INFORMATION SHOWN: Begin
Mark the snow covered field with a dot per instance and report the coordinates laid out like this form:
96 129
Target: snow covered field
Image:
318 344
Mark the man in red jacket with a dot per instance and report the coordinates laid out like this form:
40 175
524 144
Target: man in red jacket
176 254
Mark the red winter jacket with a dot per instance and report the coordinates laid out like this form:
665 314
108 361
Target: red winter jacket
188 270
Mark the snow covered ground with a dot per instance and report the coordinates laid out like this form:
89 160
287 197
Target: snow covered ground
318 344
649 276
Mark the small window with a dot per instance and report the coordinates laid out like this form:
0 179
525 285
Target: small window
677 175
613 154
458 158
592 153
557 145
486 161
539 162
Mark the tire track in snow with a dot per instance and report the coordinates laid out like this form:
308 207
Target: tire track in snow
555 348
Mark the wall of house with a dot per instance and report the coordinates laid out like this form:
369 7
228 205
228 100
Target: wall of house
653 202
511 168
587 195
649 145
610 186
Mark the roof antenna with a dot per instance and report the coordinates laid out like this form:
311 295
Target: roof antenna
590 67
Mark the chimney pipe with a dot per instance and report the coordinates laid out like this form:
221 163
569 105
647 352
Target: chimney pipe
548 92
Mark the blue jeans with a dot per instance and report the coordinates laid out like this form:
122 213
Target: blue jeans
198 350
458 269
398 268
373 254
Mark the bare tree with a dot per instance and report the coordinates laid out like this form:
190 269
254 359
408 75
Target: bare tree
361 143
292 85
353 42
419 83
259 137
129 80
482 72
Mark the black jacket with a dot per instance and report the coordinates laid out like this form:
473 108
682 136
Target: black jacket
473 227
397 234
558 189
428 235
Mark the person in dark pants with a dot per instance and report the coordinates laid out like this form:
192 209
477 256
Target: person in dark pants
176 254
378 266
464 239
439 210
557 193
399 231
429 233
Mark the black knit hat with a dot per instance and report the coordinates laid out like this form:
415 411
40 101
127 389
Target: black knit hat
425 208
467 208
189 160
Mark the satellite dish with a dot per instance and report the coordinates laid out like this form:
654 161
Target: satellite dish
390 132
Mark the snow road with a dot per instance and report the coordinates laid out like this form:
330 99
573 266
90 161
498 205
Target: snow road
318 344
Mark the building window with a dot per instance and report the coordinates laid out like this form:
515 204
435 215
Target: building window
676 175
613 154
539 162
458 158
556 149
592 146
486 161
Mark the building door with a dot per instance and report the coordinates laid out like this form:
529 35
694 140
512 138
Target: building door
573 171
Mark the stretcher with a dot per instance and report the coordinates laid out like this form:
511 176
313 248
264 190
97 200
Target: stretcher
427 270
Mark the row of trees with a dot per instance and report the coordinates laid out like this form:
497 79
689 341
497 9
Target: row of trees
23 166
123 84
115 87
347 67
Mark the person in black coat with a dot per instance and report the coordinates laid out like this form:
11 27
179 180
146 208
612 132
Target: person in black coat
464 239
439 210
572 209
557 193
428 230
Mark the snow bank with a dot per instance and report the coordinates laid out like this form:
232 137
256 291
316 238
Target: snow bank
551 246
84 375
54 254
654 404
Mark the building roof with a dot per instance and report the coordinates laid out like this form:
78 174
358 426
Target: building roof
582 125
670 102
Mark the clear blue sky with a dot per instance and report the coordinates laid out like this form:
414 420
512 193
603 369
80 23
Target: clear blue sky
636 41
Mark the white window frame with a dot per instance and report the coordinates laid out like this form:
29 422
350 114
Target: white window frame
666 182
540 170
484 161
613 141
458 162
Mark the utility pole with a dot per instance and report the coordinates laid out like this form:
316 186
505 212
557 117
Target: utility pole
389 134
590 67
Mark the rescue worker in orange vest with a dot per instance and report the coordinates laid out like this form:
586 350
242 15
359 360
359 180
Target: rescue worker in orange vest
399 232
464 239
INFORMATION SHOWN: End
Every line above needs to be repeated exactly as shown.

Mark the snow covered field with a dot per instance and report the coordinates laid out like this form:
96 129
Target: snow covered field
Image:
318 344
Mark the man in red jacket with a dot per instance and report the coordinates laid out like this form:
40 175
524 144
Target: man in red jacket
176 254
Mark the red winter jacket with a dot per instance and report the coordinates laid out like this form:
665 314
108 361
Target: red winter jacket
188 270
Mark the snow covered ground with a dot per instance and report the coordinates laid out like this form:
89 160
287 197
Target: snow covered ground
318 344
649 276
Mark the small window with a dot per instance and report the coordinates laid out like this form:
0 179
525 285
Target: small window
677 175
613 154
458 158
592 153
557 145
486 161
539 162
Mark the tire track in snow with a dot per instance and report the coordinates laid out like this form:
308 207
Target: tire track in snow
555 348
Mark the wall of house with a dot per instance and report the coordinates laid out like this form:
369 7
228 205
228 100
Target: wall of house
653 202
511 168
587 195
649 145
610 186
Mark the roof antenna with a dot per instance and report the coordinates laid out like this form:
311 295
Target: roof antenna
590 67
Mark the chimney pipe with a dot per instance and report the coordinates laid out like this form:
221 163
569 105
647 352
Target: chimney pipe
548 92
Mark the blue jeans with a dot per instance and report the coordinates laid out like this form:
122 213
Target: blue jeans
198 350
458 269
398 268
373 254
Mark the bare tree with a dot per instance and report the coordinates laid out like this form:
190 269
254 359
408 75
Target: bare tree
361 143
292 85
353 42
419 83
259 137
129 80
482 72
Mark the black jacket with a dot per instance and report the coordinates laid out like this form:
473 108
682 136
Target: black jacket
473 227
397 234
558 189
428 235
Mark the person in dark pants with a dot per instance and report the coordinates laid out like this form:
192 209
477 256
Target: person in dark pants
176 254
378 266
464 239
439 210
557 193
399 231
429 233
Mark the black knit hat with a dot per instance and report the coordinates laid out like this form:
415 411
40 101
127 389
Target: black knit hat
425 208
467 208
189 160
Mark the satellite dish with a dot per instance and report the coordinates laid out like this form:
654 161
Target: satellite dish
390 132
Mark the snow road with a dot per instance and report the coordinates laid out like this form:
330 99
573 266
90 161
498 205
Target: snow road
318 344
Mark the building window with a dot per instance and report the coordinates laid out like this form:
515 204
435 215
Target: building window
676 175
613 154
539 162
458 158
556 149
592 146
486 161
Mark the building door with a dot per instance and report the coordinates laid out like this form:
529 35
694 140
512 138
Target: building door
573 171
Mark the stretcher with a dot per instance and report the coordinates laid out like this form:
511 176
313 248
264 190
97 200
Target: stretcher
427 270
Mark the row of trees with a dot per instance and report the coordinates laid out like this form:
497 79
689 341
497 9
Target: row of trees
23 166
123 84
115 87
347 67
Mark the person in black coat with a dot per instance and report the coordinates laid out like this form:
11 27
179 180
146 208
612 132
Target: person in black coat
464 239
439 210
572 209
557 193
428 230
Mark the snow bank with a dot per instance and report the coordinates laid out like this form:
232 137
256 291
316 238
Target: snow bank
551 246
84 375
54 254
654 404
Mark the building roof with a dot per instance and report the coordinates laid out like this form:
78 174
358 426
Target: building roof
582 125
670 102
Mark the clear blue sky with a dot per instance and report the coordinates laid out like this form:
414 420
512 193
603 369
80 23
Target: clear blue sky
636 41
Mark the white window frame with a dot per instance and report the coordinates laid out like this form:
29 422
350 114
Target: white window frame
666 182
540 170
484 161
613 141
458 162
Mark the utility pole with a dot per instance and report the coordinates laid out like this form:
316 186
505 212
557 117
Target: utility pole
389 134
590 67
Mark the rescue worker in orange vest with a dot per instance and report the coordinates laid out like this form:
586 350
242 15
359 360
359 180
Target: rescue worker in orange vest
399 232
464 239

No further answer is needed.